**** Texte source ****

Depuis la fin du 18e siecle, les philologues, puis les linguistes,
notamment allemands tout au long du 19e siecle, ont parcouru la
genealogie de toutes les langues des familles indo-europeenne et
semitique. Dans le meme temps, l'orientation "naturaliste" de la
linguistique propagee par August Schleicher a ete rejetee par la plupart
de ses pairs, notamment Breal et Saussure. A partir des annees 1950 les
linguistes genealogistes ont teste des methodes de regroupement par
familles et superfamilles applicables aux langues sans tradition ecrite
avec la lexicostatistique, la glottochronologie, la comparaison
multilaterale et leurs developpements informatiques recents. Quant a
l'exploration genetique du langage, elle a disparu de l'agenda des
linguistes pendant un siecle entier avant de se renouveler a partir de
1990.
L'objectif central de cet ouvrage est de chercher le "lien
manquant" entre la genealogie des langues et la genetique du langage
comme faculte universelle de l'espece humaine. La version de la theorie
de la grammaticalisation developpee par l'africaniste et typologue
allemand Bernd Heine peut fournir une connexion entre les deux
approches, car elle vise a degager un catalogue d'universaux cognitifs
lexicalises dans toutes les langues et qui sont a la source de mots
grammaticaux et de morphemes derivationnels et flexionnels qui
permettent de s'imaginer la genese de la grammaire generale et des
grammaires particulieres.
S'adressant aux linguistes, l'ouvrage
documente abondamment les travaux de chercheurs d'autres disciplines
(psychologues et anthropologues evolutionnistes, archeologues
prehistoriens, epistemologues) desireux de fournir des "preuves
indirectes" de l'emergence d'un protolangage lexical, puis d'un langage
grammaticalise. Au contact de ces chercheurs, une nouvelle discipline
est apparue, la "linguistique evolutionnaire", qui cherche a evaluer la
plausibilite de ces preuves indirectes.

**** Données fournies ****

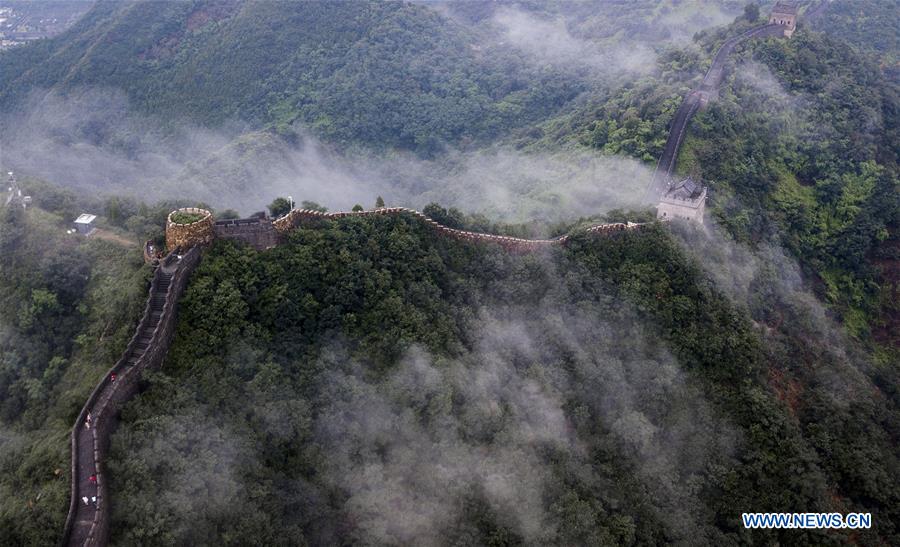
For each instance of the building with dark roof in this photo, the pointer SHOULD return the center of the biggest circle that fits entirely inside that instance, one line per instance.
(784, 14)
(685, 199)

****

» **Consigne 1**: Énumérez les méthodes de regroupement par familles et superfamilles que les linguistes généalogistes ont testées à partir des années 1950 selon le texte source.
» **Consigne 2**: D'après le texte source, pourquoi la théorie de la grammaticalisation de Bernd Heine peut-elle relier la généalogie des langues et la génétique du langage ? Répondez en une à trois phrases.

» **Réponse rédigée 1**:
- La lexicostatistique
- La glottochronologie
- La comparaison multilatérale
- Leurs développements informatiques récents

» **Réponse rédigée 2**: Elle vise à dégager un catalogue d'universaux cognitifs lexicalisés dans toutes les langues. Ces universaux sont à la source de mots grammaticaux et de morphèmes dérivationnels et flexionnels, qui permettent de s'imaginer la genèse de la grammaire générale et des grammaires particulières.